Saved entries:
━━━━━━━━━━

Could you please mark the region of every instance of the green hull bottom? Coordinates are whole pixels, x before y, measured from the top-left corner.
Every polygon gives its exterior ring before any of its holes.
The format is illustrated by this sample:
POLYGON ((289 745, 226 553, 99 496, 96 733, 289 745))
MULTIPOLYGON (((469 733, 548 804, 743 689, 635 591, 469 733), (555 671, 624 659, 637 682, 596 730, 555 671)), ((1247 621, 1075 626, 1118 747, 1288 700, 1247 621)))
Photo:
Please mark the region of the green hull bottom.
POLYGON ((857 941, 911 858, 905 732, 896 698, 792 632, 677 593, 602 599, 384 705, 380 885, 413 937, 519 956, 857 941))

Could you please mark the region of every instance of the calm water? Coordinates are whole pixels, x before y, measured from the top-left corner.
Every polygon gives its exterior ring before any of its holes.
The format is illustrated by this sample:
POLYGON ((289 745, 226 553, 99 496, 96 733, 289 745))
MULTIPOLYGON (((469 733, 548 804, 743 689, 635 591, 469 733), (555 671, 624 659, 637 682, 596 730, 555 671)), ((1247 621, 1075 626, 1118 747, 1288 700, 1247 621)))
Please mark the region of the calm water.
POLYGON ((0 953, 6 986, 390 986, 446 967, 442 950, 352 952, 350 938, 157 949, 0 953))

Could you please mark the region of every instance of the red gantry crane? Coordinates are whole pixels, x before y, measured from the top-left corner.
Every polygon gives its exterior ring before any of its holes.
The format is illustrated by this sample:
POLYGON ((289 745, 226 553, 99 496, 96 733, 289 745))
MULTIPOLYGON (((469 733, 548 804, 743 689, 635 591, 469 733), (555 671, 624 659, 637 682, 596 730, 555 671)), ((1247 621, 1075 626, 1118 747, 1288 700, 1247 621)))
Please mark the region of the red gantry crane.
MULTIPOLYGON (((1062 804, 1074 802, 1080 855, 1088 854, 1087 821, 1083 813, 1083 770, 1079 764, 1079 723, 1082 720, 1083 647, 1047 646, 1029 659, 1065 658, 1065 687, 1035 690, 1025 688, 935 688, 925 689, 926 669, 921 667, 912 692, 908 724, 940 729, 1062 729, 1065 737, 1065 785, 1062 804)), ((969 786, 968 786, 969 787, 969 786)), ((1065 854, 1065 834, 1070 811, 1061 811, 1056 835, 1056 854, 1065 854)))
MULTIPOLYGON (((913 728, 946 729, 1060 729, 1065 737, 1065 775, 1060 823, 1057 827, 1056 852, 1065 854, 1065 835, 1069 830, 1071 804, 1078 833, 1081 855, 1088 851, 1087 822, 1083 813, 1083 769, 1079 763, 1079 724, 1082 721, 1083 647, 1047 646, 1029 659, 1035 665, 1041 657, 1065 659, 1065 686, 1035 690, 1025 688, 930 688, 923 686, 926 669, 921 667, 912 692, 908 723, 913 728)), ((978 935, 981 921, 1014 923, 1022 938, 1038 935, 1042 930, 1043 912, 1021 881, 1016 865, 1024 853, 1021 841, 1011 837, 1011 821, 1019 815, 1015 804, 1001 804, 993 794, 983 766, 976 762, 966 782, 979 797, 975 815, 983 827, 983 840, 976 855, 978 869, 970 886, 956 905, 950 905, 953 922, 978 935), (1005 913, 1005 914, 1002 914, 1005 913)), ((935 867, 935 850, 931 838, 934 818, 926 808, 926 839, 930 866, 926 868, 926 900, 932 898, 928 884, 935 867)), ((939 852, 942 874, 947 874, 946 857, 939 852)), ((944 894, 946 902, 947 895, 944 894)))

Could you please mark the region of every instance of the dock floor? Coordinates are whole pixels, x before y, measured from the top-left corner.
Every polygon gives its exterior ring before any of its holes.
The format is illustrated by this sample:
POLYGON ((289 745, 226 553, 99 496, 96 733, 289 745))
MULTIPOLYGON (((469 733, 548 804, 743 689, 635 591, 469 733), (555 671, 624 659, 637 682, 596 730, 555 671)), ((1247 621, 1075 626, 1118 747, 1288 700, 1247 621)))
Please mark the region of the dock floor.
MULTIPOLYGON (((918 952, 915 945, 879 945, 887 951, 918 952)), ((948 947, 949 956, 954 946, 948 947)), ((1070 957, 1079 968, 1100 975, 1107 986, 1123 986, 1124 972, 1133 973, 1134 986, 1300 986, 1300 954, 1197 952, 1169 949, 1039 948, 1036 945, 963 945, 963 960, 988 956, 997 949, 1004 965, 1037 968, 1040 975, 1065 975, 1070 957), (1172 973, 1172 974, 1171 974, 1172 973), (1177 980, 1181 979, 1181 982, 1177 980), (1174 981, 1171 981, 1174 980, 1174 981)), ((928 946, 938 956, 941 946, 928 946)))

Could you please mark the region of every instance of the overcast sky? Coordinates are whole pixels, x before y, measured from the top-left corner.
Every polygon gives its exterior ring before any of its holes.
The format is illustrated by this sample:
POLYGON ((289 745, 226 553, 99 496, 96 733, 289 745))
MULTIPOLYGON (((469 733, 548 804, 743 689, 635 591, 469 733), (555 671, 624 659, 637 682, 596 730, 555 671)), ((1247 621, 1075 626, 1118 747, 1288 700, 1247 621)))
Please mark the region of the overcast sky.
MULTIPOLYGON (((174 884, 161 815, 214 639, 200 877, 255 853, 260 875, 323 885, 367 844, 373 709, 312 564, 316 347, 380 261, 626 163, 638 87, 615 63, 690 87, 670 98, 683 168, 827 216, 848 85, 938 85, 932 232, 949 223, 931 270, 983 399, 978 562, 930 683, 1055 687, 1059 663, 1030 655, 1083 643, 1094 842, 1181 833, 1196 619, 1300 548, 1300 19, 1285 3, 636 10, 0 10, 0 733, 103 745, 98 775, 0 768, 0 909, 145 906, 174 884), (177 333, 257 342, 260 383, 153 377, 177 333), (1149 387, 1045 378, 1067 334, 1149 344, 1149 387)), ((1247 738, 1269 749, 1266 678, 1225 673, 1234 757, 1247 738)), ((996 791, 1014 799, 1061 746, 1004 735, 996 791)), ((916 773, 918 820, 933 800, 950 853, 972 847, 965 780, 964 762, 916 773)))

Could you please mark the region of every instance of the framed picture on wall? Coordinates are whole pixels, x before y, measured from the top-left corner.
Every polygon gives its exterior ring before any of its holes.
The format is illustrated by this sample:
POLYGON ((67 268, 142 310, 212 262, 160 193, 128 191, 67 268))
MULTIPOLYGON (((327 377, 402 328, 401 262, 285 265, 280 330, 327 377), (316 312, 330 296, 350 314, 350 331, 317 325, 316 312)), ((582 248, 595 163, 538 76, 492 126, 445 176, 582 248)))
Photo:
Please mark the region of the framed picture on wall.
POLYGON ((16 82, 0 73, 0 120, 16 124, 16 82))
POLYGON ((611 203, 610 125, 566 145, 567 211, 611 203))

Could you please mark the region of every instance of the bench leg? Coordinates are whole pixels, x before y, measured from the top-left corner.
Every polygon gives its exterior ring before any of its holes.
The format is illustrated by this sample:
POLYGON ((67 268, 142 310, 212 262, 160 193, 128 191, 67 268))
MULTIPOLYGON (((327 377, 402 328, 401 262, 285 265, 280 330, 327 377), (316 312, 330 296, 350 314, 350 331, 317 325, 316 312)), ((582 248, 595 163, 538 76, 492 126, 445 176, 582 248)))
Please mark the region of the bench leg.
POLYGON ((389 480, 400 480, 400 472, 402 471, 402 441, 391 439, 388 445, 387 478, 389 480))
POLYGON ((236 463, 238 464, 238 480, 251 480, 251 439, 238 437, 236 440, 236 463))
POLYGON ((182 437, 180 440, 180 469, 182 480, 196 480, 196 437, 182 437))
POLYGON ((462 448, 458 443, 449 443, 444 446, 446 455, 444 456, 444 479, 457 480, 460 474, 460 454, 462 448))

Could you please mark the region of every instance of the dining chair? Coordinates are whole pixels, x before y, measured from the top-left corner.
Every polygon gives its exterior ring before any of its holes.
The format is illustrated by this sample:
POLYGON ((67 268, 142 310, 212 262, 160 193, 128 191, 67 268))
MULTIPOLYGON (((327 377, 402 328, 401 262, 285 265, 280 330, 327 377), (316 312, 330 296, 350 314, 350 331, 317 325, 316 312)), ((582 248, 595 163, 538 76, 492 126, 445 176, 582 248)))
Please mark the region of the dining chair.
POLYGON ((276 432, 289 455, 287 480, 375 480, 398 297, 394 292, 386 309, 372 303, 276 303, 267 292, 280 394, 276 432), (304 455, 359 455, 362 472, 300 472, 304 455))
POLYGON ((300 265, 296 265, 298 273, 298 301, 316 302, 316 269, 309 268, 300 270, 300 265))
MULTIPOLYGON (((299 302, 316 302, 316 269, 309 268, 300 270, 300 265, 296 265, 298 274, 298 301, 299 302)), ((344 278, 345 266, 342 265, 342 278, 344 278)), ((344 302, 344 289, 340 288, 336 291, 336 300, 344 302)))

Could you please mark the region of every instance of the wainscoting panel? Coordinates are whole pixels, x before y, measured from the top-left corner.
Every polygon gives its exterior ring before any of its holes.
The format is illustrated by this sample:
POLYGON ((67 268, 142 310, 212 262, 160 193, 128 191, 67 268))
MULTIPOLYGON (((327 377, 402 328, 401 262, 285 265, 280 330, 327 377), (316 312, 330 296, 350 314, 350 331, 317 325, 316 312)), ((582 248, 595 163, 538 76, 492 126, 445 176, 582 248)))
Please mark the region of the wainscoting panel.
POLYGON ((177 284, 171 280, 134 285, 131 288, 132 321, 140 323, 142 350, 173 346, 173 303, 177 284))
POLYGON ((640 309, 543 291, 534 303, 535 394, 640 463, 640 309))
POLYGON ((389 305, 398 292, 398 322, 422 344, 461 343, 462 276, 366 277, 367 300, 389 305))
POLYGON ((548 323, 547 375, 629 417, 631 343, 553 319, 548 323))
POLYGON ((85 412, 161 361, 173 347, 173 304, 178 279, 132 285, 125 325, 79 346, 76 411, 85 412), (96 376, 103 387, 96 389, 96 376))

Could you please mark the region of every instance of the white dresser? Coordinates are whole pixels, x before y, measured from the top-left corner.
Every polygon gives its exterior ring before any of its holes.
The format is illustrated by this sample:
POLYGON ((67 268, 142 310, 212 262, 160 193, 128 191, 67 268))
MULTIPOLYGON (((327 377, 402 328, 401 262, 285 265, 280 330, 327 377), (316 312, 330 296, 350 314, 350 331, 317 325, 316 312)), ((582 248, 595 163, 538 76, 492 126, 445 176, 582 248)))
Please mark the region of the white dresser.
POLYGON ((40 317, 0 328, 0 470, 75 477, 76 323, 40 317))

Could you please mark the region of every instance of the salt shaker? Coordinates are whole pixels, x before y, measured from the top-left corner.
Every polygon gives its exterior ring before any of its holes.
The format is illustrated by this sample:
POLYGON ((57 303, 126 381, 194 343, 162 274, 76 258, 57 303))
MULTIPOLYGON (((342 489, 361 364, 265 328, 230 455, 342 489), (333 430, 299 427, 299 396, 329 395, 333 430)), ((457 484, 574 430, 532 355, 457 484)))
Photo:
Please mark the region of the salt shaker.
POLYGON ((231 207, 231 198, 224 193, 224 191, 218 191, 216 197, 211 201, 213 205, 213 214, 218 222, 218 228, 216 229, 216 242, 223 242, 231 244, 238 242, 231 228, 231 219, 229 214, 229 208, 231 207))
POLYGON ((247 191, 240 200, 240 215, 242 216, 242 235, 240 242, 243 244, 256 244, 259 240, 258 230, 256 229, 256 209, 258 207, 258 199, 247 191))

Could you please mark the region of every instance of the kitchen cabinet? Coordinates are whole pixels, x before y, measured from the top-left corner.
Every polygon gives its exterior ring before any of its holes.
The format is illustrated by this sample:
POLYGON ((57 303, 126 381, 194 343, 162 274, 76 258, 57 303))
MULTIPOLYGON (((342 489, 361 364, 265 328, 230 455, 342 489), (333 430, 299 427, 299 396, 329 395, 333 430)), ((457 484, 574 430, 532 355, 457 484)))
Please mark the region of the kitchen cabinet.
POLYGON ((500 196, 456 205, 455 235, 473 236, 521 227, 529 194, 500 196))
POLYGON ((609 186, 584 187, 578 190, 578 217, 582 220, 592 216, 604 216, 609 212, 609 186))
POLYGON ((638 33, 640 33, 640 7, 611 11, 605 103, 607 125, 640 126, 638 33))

━━━━━━━━━━

Instructions for the task: Check each line of the entries for the string "Coordinates". Copy the lines that have it.

Task solution:
Could you please mark the region of every instance of the green hull bottom? Coordinates are whole pixels, x before y, measured from the top-left corner.
Could you please mark the region of every instance of the calm water? Coordinates are whole pixels, x before y, measured from the top-left corner.
Could you please mark the region of every instance of the red gantry crane? Coordinates are whole pixels, x before y, measured from the top-left corner.
Could you please mark the region of every instance of the dock floor? Coordinates are whole pixels, x before y, measured from the top-left corner.
Could you please mark the region of every instance of the overcast sky? Coordinates are whole pixels, x before y, measured from the top-left corner.
Could you please mark the region of every instance of the framed picture on wall? Coordinates are whole pixels, x before y, measured from the top-left corner.
Could you please mark the region of every instance of the bench leg? Coordinates are whole pixels, x before y, measured from the top-left corner.
Could you please mark the region of every instance of the dining chair? Coordinates are whole pixels, x before y, measured from the top-left corner.
Could you please mark the region of every instance of the wainscoting panel? Coordinates are whole pixels, x before y, measured from the top-left corner.
Could you please mark the region of every instance of the white dresser? Coordinates are whole pixels, x before y, measured from the top-left corner.
Could you please mark the region of every instance of the salt shaker? Coordinates are whole pixels, x before y, measured from the top-left corner.
Could you please mark the region of every instance of the kitchen cabinet? Coordinates are whole pixels, x before y, measured from the top-left corner.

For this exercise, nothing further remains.